When the string "cilantro" occurs in a line of the listing below, return that line.

* DATASET EXCERPTS *
★ ★ ★ ★
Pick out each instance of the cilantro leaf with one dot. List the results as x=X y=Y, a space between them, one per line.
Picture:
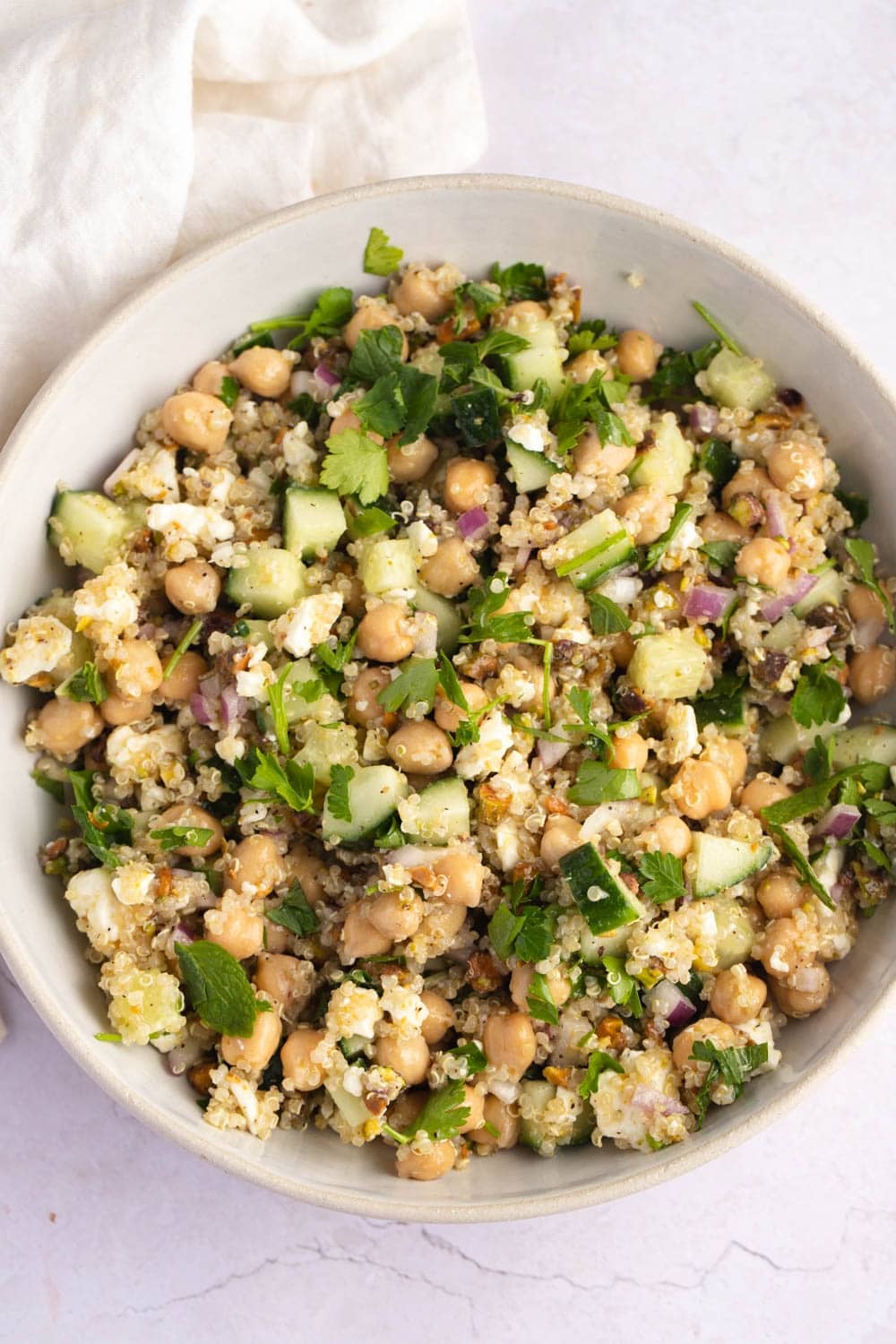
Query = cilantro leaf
★ ★ ★ ★
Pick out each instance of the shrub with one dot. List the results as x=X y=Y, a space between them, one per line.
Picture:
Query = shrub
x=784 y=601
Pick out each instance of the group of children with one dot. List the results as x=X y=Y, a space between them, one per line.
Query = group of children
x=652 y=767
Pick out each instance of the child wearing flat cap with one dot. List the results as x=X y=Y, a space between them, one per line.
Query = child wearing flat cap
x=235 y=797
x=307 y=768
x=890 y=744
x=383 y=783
★ ★ ★ ★
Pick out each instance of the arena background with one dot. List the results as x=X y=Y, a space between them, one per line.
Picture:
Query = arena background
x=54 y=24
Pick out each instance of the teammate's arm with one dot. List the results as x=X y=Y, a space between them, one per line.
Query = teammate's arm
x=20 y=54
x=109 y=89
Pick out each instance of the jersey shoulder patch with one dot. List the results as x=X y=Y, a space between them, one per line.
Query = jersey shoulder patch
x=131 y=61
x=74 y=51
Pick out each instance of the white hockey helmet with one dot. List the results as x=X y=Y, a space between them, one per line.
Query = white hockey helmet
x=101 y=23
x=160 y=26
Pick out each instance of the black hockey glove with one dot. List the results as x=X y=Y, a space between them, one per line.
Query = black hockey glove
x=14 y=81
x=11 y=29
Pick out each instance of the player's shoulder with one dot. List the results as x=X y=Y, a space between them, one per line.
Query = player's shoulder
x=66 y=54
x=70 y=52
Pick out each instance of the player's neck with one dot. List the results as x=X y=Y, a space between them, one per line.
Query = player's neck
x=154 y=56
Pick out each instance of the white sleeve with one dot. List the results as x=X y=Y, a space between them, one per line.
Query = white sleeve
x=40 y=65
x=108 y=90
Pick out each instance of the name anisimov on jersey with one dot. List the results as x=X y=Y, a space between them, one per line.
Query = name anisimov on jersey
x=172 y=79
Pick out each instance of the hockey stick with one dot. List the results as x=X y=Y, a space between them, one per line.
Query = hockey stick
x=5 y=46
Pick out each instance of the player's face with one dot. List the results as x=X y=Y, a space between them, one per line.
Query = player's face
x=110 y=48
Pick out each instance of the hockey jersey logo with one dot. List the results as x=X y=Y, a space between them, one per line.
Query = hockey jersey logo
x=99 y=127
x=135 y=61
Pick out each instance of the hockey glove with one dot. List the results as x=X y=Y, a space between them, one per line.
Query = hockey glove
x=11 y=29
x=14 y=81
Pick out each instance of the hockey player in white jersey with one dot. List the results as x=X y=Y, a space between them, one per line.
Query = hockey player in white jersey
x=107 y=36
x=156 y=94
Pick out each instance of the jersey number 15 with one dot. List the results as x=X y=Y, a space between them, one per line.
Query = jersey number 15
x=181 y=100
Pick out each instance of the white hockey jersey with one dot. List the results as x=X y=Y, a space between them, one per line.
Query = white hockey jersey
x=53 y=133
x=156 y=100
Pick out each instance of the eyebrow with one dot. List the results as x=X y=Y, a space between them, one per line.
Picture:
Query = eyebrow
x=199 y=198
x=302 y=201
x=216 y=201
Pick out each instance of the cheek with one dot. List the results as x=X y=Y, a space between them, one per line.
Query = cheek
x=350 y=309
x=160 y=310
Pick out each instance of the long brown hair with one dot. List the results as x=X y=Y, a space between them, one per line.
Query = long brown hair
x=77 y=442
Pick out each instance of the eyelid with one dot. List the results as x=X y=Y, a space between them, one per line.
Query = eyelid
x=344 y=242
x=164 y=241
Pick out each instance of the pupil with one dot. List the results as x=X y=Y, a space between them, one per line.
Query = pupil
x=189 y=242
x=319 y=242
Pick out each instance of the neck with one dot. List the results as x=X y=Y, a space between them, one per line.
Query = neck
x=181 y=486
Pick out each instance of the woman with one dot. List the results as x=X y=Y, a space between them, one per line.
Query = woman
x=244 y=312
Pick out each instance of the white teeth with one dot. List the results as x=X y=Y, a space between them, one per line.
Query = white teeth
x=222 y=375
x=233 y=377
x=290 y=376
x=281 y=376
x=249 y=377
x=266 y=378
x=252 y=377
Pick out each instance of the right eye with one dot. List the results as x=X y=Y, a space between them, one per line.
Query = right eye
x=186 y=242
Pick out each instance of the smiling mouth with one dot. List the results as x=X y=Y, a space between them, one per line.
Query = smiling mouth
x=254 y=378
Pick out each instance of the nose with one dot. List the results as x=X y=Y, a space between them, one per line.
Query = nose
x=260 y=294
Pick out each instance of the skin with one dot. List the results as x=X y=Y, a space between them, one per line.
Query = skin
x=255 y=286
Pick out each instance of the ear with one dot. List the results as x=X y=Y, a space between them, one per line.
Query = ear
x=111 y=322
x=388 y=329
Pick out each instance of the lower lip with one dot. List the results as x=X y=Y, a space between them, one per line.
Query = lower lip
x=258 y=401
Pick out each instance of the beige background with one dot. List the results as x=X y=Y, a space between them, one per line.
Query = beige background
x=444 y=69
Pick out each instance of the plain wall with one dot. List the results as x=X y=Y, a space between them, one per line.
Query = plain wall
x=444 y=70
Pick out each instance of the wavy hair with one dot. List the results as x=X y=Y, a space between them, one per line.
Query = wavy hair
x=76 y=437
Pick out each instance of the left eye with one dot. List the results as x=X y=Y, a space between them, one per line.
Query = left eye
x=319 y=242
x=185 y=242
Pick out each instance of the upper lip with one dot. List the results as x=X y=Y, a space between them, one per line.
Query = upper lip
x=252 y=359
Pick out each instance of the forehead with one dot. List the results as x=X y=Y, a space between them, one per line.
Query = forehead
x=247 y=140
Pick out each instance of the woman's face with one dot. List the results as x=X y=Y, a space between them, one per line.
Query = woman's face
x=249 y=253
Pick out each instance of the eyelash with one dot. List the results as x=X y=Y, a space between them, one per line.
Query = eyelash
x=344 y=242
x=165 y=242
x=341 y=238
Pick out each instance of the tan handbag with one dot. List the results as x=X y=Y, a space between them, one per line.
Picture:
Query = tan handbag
★ ★ ★ ★
* THE COMPLETED TASK *
Pick out each instance of the cilantro leaf with one dot. List the results as x=X y=Y, a space between them, one per line.
Query = cilantro leaf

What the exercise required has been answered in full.